=== EXCERPT PROVIDED ===
--- --- ---
By Catherine Conner
Currently, most of the entertainment world is focusing on books adapted to movies with up-and-coming attractions like “Twilight” this winter and Alan Moore’s “The Watchmen” next spring. After the final installment of books in the “Harry Potter” line in July 2007, fans are anxiously anticipating the release of the sixth and seventh films. This leaves everyone looking towards the children’s and teen’s sections of bookstores for “the next big hit” to follow the success of Potter and “Twilight”.
One such author of children and adult fantasy, Neil Gaiman, recently published his newest work, “The Graveyard Book” to sit alongside his other works, “Stardust” and “American Gods”. For those of you who are not familiar with Gaiman, he wrote the book and comic book versions of the movie “Stardust” featuring Ben Barnes as the love-struck Tristan Thorn who travels to Faerie to retrieve a fallen star (Claire Danes) to win the heart of the snobbish Victoria (Sienna Miller.)
Gaiman’s “Graveyard Book” tells an entirely different tale that borders on similarity to Kipling’s “The Jungle Book”. In the beginning of the novel, a man named Jack murders a little boy’s family when he is just a toddler. Miraculously, the boy escapes to find himself in a graveyard, where he captures the attention of the ghosts who inhabit the graveyard. After much debate, the ghosts decide to let the Owens kindly family of ghosts raise the toddler, whom they affectionately name Nobody. The vampire Silas also appoints himself the guardian of Nobody as he is the only one who can leave the graveyard and retrieve food. The other ghosts must remain by their graves and are not concerned with things like eating. The story follows Nobody from baby to adolescent childhood with the looming fact that Jack still has not given up his hunt of the boy.
--- --- ---
=== PROVIDED INFORMATION ===
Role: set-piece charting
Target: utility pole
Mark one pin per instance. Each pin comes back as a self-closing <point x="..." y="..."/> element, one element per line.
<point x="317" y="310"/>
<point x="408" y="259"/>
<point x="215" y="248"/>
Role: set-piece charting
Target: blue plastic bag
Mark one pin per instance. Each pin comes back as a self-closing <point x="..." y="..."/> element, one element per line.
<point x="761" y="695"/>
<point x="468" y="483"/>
--- --- ---
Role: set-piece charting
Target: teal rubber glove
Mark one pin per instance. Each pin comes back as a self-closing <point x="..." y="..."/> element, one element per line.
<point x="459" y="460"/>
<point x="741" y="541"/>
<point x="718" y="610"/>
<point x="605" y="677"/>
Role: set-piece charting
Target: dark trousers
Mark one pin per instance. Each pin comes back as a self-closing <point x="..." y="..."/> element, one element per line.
--- --- ---
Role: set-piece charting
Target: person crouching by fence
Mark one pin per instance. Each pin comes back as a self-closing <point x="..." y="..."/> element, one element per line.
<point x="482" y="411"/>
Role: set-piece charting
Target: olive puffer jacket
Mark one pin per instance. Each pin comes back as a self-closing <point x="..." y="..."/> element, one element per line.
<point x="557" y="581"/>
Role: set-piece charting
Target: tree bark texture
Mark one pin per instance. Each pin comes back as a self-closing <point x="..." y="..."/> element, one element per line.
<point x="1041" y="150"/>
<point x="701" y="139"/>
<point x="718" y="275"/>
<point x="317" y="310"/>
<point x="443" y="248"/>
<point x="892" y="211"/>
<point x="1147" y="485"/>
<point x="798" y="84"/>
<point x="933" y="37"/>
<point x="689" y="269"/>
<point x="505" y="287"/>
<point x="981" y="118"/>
--- --- ---
=== EXERCISES ===
[A] According to the article on "The Graveyard Book," why does the vampire Silas appoint himself Nobody's guardian?
[B] Write the next part of the article on "The Graveyard Book," picking up after its final sentence.
The records come from a separate source and have no connection to the article.

=== RESPONSES ===
[A] He is the only one who can leave the graveyard and retrieve food.

[B]
While the premise of the tale is not a new one, it is certainly a different spin on the traditional “raised by the other” motif. When reading Gaiman you can definitely count on his ability to tell a story in his own way with plenty of humor to round it out. That being said, “The Graveyard Book” is surprisingly funny. For example, when Silas the vampire must fetch Nobody’s first meal, he retrieves a banana. Mrs. Owens the ghost is so old that she cannot believe that a banana is real or that it is edible, despite the fact that Nobody clearly eats it in front of her.
Another interesting thing to note about Gaiman is that he takes an intense interest in his fans. For “The Graveyard Book,” he traveled to different cities on a book tour this October. While this is not out of the ordinary, Gaiman decided to take a video of himself reading the entire book, with one chapter per city. He then posted it on his daily blog, where he writes about his life and answers questions from fans, so that anyone could read the book without buying it.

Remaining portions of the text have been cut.